Give back every entry below, exactly as written.

Top of Provided records

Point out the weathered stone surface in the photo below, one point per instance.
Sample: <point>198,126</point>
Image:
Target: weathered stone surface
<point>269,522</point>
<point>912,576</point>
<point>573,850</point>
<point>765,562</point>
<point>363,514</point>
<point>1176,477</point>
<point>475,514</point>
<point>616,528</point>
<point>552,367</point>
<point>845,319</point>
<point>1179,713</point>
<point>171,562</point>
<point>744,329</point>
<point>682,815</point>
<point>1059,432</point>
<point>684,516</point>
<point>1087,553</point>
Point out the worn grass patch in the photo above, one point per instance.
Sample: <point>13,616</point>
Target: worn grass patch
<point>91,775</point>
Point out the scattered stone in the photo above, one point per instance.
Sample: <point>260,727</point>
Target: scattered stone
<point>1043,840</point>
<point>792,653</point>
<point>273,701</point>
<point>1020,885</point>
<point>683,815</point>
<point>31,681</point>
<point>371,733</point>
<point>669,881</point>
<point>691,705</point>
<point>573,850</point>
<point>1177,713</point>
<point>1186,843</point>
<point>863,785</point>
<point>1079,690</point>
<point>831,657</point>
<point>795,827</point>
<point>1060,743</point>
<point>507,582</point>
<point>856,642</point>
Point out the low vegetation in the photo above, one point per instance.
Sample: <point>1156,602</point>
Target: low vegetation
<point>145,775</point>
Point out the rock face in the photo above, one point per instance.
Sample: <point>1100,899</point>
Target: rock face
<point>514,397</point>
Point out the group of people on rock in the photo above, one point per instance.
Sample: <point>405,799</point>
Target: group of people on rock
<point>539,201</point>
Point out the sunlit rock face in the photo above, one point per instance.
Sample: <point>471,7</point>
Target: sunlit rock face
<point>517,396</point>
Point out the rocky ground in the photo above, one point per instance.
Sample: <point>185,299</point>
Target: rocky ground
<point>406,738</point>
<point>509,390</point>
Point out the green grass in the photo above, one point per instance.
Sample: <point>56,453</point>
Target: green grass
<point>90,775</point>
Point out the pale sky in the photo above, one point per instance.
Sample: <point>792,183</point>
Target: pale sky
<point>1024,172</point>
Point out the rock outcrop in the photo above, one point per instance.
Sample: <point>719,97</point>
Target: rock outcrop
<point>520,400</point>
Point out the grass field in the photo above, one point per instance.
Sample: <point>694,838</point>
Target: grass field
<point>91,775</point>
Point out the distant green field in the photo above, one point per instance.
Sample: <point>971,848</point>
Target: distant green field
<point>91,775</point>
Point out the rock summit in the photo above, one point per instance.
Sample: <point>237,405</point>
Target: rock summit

Bottom of Provided records

:: Task output ::
Point out the weathered stone surface in the photo below, one point per instance.
Sample: <point>198,126</point>
Image:
Target: weathered stone surface
<point>269,522</point>
<point>912,576</point>
<point>573,850</point>
<point>765,562</point>
<point>363,514</point>
<point>1176,477</point>
<point>475,514</point>
<point>616,528</point>
<point>552,367</point>
<point>845,319</point>
<point>1179,713</point>
<point>171,562</point>
<point>744,329</point>
<point>682,815</point>
<point>1059,432</point>
<point>684,516</point>
<point>1087,553</point>
Point out the worn grass patch in the photo above, one point per instance.
Sample: <point>13,616</point>
Target: worn grass patch
<point>91,775</point>
Point out the scattered stone in the photo above, one point per instance.
Sample: <point>260,727</point>
Target: scattered stone
<point>1043,840</point>
<point>792,653</point>
<point>273,701</point>
<point>1020,885</point>
<point>683,815</point>
<point>31,681</point>
<point>371,733</point>
<point>669,881</point>
<point>691,705</point>
<point>573,850</point>
<point>1177,713</point>
<point>1186,843</point>
<point>863,785</point>
<point>1079,690</point>
<point>831,657</point>
<point>795,827</point>
<point>1060,743</point>
<point>507,582</point>
<point>856,642</point>
Point out the low vegetation in the photo above, one point per instance.
Sample: <point>1156,602</point>
Target: low vegetation
<point>145,775</point>
Point out the rock face in the photo above, one point per instance.
Sample: <point>1100,899</point>
Target: rock face
<point>514,397</point>
Point out the group of people on rock in the photo above, one point per instance.
Sample: <point>405,799</point>
Target: group of people on rock
<point>539,201</point>
Point out the sunlit rock face in the photo above, one point per instance.
Sample: <point>471,7</point>
Target: sunlit rock face
<point>517,396</point>
Point out the rocky ground in the photo above, one point per instance.
Sample: <point>185,299</point>
Target: rocky ground
<point>406,738</point>
<point>509,390</point>
Point out the green grass in the photo above, one point per instance.
Sample: <point>56,453</point>
Target: green grass
<point>90,775</point>
Point out the pale sky in the photo above, one point per instance.
Sample: <point>792,183</point>
Target: pale sky
<point>1024,172</point>
Point out the rock outcrop in the photo above, one point per instance.
Sample: <point>719,97</point>
Target: rock outcrop
<point>520,400</point>
Point out the grass field in the photo above, one point per instance.
Sample: <point>694,838</point>
Target: grass field
<point>91,775</point>
Point out the distant green field in the photo above, one point per instance.
Sample: <point>971,848</point>
Target: distant green field
<point>91,775</point>
Point out the rock summit in the photo above, one point per instance.
Sample: <point>237,405</point>
Target: rock summit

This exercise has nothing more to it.